PROBLEM DETAILS: Format the rows below as a two-column CSV with the headers "instruction" and "answer", one line per row. Put each text in a single quoted field with its line breaks replaced by spaces, and leave the pictures out.

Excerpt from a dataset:
========================================

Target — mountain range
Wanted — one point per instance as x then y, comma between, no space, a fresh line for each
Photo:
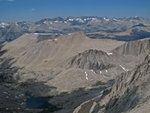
87,24
103,67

========================================

COMPLETED EXERCISE:
instruction,answer
"Target — mountain range Wanted — one point per instance as x then y, comma between, no space, a fresh line for each Photo:","87,24 103,67"